<<<<
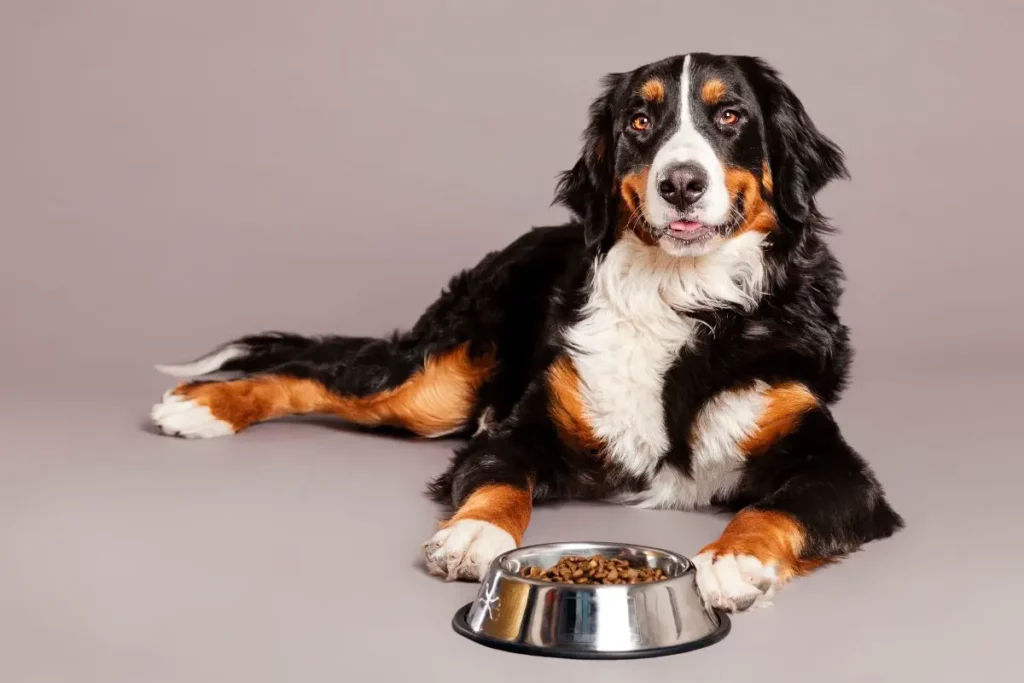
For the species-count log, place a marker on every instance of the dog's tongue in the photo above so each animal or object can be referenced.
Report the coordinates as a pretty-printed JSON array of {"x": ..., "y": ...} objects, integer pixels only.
[{"x": 685, "y": 225}]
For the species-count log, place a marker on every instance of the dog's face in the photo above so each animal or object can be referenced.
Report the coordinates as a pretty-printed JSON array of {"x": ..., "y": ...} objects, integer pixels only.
[{"x": 690, "y": 152}]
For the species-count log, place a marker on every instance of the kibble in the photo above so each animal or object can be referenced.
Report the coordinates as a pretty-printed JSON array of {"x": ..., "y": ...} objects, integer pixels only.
[{"x": 595, "y": 569}]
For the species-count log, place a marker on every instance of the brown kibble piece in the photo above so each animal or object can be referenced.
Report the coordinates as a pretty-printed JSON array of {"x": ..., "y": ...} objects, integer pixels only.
[{"x": 594, "y": 570}]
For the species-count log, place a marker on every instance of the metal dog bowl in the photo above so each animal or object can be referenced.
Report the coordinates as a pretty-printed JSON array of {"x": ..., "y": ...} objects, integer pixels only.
[{"x": 590, "y": 622}]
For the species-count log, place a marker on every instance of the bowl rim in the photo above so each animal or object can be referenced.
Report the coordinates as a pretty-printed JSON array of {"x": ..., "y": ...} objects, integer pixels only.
[{"x": 506, "y": 574}]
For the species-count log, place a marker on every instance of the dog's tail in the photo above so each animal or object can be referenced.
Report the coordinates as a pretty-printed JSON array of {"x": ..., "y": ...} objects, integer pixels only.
[{"x": 259, "y": 353}]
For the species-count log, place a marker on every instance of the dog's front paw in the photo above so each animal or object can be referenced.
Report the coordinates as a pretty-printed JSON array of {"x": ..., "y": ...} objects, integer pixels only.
[
  {"x": 181, "y": 415},
  {"x": 465, "y": 549},
  {"x": 734, "y": 583}
]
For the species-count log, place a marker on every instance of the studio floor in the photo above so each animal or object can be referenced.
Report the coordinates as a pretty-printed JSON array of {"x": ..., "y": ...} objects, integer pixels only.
[{"x": 291, "y": 552}]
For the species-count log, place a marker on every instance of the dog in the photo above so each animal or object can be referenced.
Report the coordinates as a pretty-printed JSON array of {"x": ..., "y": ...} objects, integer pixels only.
[{"x": 676, "y": 344}]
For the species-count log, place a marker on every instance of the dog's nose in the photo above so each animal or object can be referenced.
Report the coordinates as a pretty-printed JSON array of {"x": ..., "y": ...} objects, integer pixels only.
[{"x": 682, "y": 184}]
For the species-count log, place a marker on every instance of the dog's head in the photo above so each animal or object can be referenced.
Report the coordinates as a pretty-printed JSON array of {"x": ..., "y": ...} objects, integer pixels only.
[{"x": 692, "y": 151}]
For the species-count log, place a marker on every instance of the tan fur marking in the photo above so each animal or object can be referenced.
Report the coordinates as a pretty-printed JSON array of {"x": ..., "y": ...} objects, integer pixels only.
[
  {"x": 434, "y": 400},
  {"x": 772, "y": 537},
  {"x": 786, "y": 403},
  {"x": 634, "y": 194},
  {"x": 504, "y": 506},
  {"x": 758, "y": 215},
  {"x": 652, "y": 90},
  {"x": 565, "y": 407},
  {"x": 713, "y": 91}
]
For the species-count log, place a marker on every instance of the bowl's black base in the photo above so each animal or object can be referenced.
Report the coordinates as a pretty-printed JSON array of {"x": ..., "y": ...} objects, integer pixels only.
[{"x": 462, "y": 628}]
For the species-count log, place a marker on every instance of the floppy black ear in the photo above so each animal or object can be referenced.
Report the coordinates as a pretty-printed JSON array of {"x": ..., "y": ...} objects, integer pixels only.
[
  {"x": 586, "y": 189},
  {"x": 802, "y": 159}
]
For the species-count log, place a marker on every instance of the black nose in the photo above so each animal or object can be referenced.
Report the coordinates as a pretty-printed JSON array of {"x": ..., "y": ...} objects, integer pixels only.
[{"x": 682, "y": 184}]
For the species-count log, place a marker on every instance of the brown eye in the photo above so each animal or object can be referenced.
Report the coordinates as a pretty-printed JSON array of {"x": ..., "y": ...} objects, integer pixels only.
[{"x": 728, "y": 118}]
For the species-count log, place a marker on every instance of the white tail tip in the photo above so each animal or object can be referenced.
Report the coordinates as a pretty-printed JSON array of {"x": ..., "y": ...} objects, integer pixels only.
[{"x": 206, "y": 365}]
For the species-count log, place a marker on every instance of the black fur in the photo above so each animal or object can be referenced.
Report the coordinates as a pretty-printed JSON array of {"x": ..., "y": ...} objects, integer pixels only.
[{"x": 518, "y": 300}]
>>>>
Copy the whole listing above word for word but do not carry over the pictures.

For the species-count log, place a marker on every instance of the dog's tongue in the photo above so each animal or object can be referenced.
Report the coordinates as a pretty-printed JSON array of {"x": ..., "y": ...} objects, integer pixels only.
[{"x": 685, "y": 225}]
For the species-count log, place a marker on every instance of the dog's face in the photo above so each animal or object can be referenced.
Report the coordinates as a pretty-printed JSON array of {"x": ..., "y": ...} objects, integer pixels only.
[{"x": 690, "y": 152}]
For the species-count log, place a marker on every instance of the kibble in the photo above so each animal or object can be referenced.
Report the coordinates as a pretty-printed JSON array of {"x": ..., "y": ...} objects, integer pixels only.
[{"x": 595, "y": 569}]
For the species-count log, place a marker on every instance of the brown kibble piece in the photo above so each animal or object can be referenced.
Report the coordinates as a pretty-printed JSON array of {"x": ..., "y": ...} objects, integer pixels only.
[{"x": 594, "y": 570}]
For the species-count log, place a marker on every instance of the metal dog bowl in the photo above so each animal or object can be referenced.
Report the coordinates as a pretty-printed JSON array of {"x": ..., "y": ...} objects, integer pixels only.
[{"x": 590, "y": 622}]
For the species-count log, place a marker on every instance of the bowl rim in the photo above so each animal or object can be referenced.
Report the coordinates as a pretty-printed JSON array of {"x": ..., "y": ...} objects, integer pixels only.
[{"x": 506, "y": 574}]
For the species-count log, place a marker on every instance of the dog's tail in the photo above so each animal or object can be referenced.
Report the coordinates as a pretty-printed JSON array of {"x": ..., "y": ...} objects, integer pixels only.
[{"x": 259, "y": 353}]
For the species-count log, place a marker on every instance of the dog's front paw in the photo above so each animal or object can be referenced.
Report the coordinates as a pretty-printed JSON array of {"x": ..., "y": ...} objects, integer pixels only.
[
  {"x": 181, "y": 415},
  {"x": 465, "y": 549},
  {"x": 734, "y": 583}
]
For the species-count log, place a marker on every instance of the studio floor in the photo above so each animal or object can be referenced.
Report the coordinates as a pretty-printed JSON array of {"x": ..., "y": ...} objects, integer pixels only.
[{"x": 291, "y": 552}]
For the species-count log, place a marker on every instance of the dog in the photo above so each animal or object can be referenced.
Report the coordinates as a pretty-printed JSON array of {"x": ..., "y": ...} objects, integer pixels only.
[{"x": 676, "y": 344}]
For the species-count log, place a marker on every instance of the dog's nose in the photo above so each animal or object can be referenced.
Report the coordinates as a pretty-printed JSON array of {"x": ..., "y": ...} objects, integer pixels only.
[{"x": 682, "y": 184}]
For the species-count log, place a marker on every instance of the dog's head in the photo above so each animal or object can be referenced.
Report the coordinates as a pretty-printed JSON array of {"x": ..., "y": ...} objects, integer pixels only.
[{"x": 692, "y": 151}]
For the species-count log, place a marker on every instance of the tan fur marking in the photo above so each animal or object can be referenced.
Report the coordinates as a pretty-printed JSON array of {"x": ..., "y": ...} objects, integer pixels only.
[
  {"x": 434, "y": 400},
  {"x": 772, "y": 537},
  {"x": 786, "y": 403},
  {"x": 634, "y": 194},
  {"x": 504, "y": 506},
  {"x": 758, "y": 215},
  {"x": 652, "y": 90},
  {"x": 565, "y": 407},
  {"x": 713, "y": 91}
]
For the species-count log, place a marker on every instance of the bowl's black base in the photo above so each animal or object can be referenced.
Report the coordinates as a pretty-printed JSON array of {"x": ..., "y": ...} objects, integer pixels only.
[{"x": 462, "y": 628}]
For the species-count log, place a marker on every instance of the floppy black ear in the photo above so each animal or object can be referenced.
Report the coordinates as a pretty-printed JSON array of {"x": ..., "y": ...} objects, integer pixels only.
[
  {"x": 586, "y": 189},
  {"x": 802, "y": 159}
]
For the species-count log, place a marker on every instance of the black nose in the photo above so each animal or object can be referenced.
Report the coordinates as a pretty-printed JSON array of {"x": ..., "y": ...} objects, integer pixels only.
[{"x": 682, "y": 184}]
For the species-count log, place a marker on every instance of the brown eye in the photo above so each animal or object can be referenced.
Report the coordinates as a pretty-printed JSON array of {"x": ..., "y": ...} objects, integer pixels only.
[{"x": 728, "y": 118}]
For the species-count log, place a marker on every instance of the white tail tip in the photo above so each animal or object can be referenced.
Report the coordinates as a pretty-printed JSON array of {"x": ..., "y": ...} objects, integer pixels only.
[{"x": 206, "y": 365}]
For the species-count log, place a marker on every instance of the black fur in the photo above so each animal or object can be referenced.
Report the coordinates as a pretty-printed JSON array of {"x": ..., "y": ...} objects, integer pixels only.
[{"x": 518, "y": 300}]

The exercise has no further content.